* **WHAT THE TASK ASKS**
Retype word for word the part of the image-format thread below starting at "Reply View | 13" and ending at "code golf soup.".

* **DOCUMENT TEXT**
════════
Comment by EMM_386

Comment by EMM_386 2 days ago

Isn't this due to the 100M+ line C++ multi-threaded dependency being a potential nightmare when you are dealing with images in browsers/emails/etc. as an attack surface?

I think both Mozilla and Google are OK with this - if it is written in Rust in order to avoid that situation.

I know the linked post mentions this but isn't that the crux of the whole thing? The standard itself is clearly an improvement over what we've had since forever.

tensegrist 2 days ago

100M+ is a bit more than i would expect for an image format. have i not been paying attention

Reply View 21 replies

aw1621107 2 days ago

According to tokei, the lib/ directory from the reference implementation [0] has 93821 lines of C++ code and 22164 lines of "C Header" (which seems to be a mix of C++ headers, C headers, and headers that are compatible with both C and C++). The tools/ directory adds 16314 lines of C++ code and 1952 lines of "C Header".
So at least if GP was talking about libjxl "100K+" would be more accurate.
[0]: https://github.com/libjxl/libjxl

Reply View | 13 replies
- jiggawatts 2 days ago
  
  One of the best ways to measure code complexity is to zip up the source code. This eliminates a lot of the redundancies and is a more direct measure of entropy/complexity than almost anything else.
  By that metric, jpeg-xl is about 4x the size of the jpeg or png codebase.
  
  Reply View | 3 replies
  
  account42 a day ago
  
  Your method would still judge well-documented code with lots of intermediate variables as more complex than undocumented code golf soup.
  
  Reply View | 0 replies
  
  tkfoss 2 days ago
  
  Interesting approach
  
  Reply View | 1 reply
  
  jiggawatts 2 days ago
  
  It comes from the "intelligence is a form of compression" hypothesis that has been floating around in the ML space. Also, with a good compression algorithm it is a fairly direct measure of entropy, which is quite well correlated with what a developer might consider code size and/or complexity.
  
  Reply View | 0 replies
- palmotea 2 days ago
  
  >> 100M+ is a bit more than i would expect for an image format. have i not been paying attention
  > So at least if GP was talking about libjxl "100K+" would be more accurate.
════════
* **DATASET CONTENT**
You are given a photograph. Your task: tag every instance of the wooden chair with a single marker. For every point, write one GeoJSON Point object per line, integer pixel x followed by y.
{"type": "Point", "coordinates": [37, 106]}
════════
* **SOLUTION TO THIS PROBLEM**
Reply View | 13 replies
- jiggawatts 2 days ago
  
  One of the best ways to measure code complexity is to zip up the source code. This eliminates a lot of the redundancies and is a more direct measure of entropy/complexity than almost anything else.
  By that metric, jpeg-xl is about 4x the size of the jpeg or png codebase.
  
  Reply View | 3 replies
  
  account42 a day ago
  
  Your method would still judge well-documented code with lots of intermediate variables as more complex than undocumented code golf soup.